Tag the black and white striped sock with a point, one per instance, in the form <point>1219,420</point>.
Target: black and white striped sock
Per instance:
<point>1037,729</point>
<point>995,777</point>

....................

— DO THIS —
Format the data above as a Markdown table with the columns Row and Line, numbering each nonblank line in order and omitting blank lines.

— WRITTEN ANSWER —
| Row | Line |
|---|---|
| 1 | Tag the black and white striped sock with a point, one per instance, in the form <point>1219,420</point>. |
| 2 | Target: black and white striped sock |
| 3 | Per instance: |
| 4 | <point>1037,729</point> |
| 5 | <point>995,777</point> |